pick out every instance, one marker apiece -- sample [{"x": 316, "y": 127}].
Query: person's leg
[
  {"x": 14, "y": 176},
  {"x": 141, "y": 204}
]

■ ■ ■ ■

» Pedido escrito
Reescreva todas as linhas dos itens acima, com os pedidos, e desloque cada coordenada das respostas somando 92 ao valor.

» A solução
pick out every instance, one marker apiece -- sample [{"x": 316, "y": 127}].
Query: person's leg
[
  {"x": 106, "y": 268},
  {"x": 233, "y": 296}
]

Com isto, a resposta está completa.